▸ Labeled-object pointing entries
[start]

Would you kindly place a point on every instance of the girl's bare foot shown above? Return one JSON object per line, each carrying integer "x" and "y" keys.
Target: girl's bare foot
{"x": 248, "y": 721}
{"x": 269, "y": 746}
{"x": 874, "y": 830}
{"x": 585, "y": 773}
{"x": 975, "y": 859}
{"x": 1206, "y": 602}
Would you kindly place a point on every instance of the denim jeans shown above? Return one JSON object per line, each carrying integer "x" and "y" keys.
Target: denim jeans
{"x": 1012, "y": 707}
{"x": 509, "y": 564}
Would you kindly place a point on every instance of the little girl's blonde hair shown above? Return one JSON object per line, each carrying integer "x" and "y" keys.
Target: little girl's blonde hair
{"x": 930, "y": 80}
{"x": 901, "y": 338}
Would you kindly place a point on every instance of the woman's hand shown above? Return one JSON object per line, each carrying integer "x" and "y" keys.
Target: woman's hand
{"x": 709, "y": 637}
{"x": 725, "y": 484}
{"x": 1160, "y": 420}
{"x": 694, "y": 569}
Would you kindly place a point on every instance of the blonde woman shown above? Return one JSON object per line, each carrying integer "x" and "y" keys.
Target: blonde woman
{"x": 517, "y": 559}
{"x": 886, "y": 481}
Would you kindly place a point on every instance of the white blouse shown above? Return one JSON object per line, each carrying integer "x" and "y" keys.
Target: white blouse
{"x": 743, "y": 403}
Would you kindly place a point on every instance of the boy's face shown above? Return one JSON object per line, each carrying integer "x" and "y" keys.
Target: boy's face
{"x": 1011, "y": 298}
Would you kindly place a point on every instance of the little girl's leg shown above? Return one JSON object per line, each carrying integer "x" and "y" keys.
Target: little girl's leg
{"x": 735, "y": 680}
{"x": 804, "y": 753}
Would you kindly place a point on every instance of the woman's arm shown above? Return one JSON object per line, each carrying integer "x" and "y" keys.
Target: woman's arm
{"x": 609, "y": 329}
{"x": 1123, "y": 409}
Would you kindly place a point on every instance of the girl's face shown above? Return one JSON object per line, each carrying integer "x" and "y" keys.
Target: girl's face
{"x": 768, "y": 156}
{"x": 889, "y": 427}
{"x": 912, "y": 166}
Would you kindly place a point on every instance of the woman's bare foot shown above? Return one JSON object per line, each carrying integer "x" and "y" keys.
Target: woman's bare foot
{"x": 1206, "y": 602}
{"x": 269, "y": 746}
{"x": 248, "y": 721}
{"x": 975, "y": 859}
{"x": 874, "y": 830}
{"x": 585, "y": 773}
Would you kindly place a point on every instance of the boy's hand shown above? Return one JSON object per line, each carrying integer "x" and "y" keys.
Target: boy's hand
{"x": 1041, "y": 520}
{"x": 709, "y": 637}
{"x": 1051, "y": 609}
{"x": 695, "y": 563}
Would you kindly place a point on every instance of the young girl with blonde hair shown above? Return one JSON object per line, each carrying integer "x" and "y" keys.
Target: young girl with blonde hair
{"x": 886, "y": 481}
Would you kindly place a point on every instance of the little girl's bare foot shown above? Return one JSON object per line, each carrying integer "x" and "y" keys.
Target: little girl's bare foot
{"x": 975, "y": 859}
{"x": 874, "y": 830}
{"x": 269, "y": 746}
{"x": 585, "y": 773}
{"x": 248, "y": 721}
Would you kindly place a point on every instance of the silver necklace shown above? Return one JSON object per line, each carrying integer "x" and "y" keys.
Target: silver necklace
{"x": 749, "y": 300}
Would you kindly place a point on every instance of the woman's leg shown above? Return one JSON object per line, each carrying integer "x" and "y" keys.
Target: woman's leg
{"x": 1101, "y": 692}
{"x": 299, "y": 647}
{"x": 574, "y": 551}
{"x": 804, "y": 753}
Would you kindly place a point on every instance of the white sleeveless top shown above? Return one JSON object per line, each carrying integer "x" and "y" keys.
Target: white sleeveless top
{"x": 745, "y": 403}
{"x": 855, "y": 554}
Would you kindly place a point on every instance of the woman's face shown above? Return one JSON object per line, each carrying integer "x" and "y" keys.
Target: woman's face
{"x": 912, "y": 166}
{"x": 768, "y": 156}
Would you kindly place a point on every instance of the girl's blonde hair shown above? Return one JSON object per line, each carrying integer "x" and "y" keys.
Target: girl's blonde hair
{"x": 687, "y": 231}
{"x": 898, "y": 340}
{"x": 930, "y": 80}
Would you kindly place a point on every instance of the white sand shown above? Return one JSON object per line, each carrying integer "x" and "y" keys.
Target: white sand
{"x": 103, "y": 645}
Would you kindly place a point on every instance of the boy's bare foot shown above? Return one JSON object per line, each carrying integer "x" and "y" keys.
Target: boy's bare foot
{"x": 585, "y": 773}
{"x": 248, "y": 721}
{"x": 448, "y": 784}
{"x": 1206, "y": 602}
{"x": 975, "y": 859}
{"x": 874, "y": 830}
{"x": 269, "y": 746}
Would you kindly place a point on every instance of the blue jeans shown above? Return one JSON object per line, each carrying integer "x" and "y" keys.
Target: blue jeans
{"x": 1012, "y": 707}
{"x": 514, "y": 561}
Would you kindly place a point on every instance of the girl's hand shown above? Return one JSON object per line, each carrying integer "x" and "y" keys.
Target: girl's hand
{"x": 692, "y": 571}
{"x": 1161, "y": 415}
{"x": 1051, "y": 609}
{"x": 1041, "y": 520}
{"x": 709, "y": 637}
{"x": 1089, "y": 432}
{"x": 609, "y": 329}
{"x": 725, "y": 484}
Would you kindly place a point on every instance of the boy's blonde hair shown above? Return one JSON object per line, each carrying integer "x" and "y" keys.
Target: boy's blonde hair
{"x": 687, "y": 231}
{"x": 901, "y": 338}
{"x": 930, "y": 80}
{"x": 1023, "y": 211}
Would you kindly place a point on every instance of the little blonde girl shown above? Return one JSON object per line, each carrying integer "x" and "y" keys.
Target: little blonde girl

[end]

▸ AIM OF THE EXERCISE
Repeat word for word the lines running from the line containing "the boy's blonde" to the end of the entries above, inclusive.

▸ OUTPUT OF THE TASK
Would you kindly place a point on every instance of the boy's blonde hair shown above? Return one JSON object per line, each carrying integer "x" and "y" keys.
Target: boy's blonde hair
{"x": 687, "y": 231}
{"x": 901, "y": 338}
{"x": 930, "y": 80}
{"x": 1023, "y": 211}
Would you kindly place a point on every instance of the little blonde girl shown above? Return one JSON object per line, each carrying integer "x" and "y" keys.
Target: little blonde girl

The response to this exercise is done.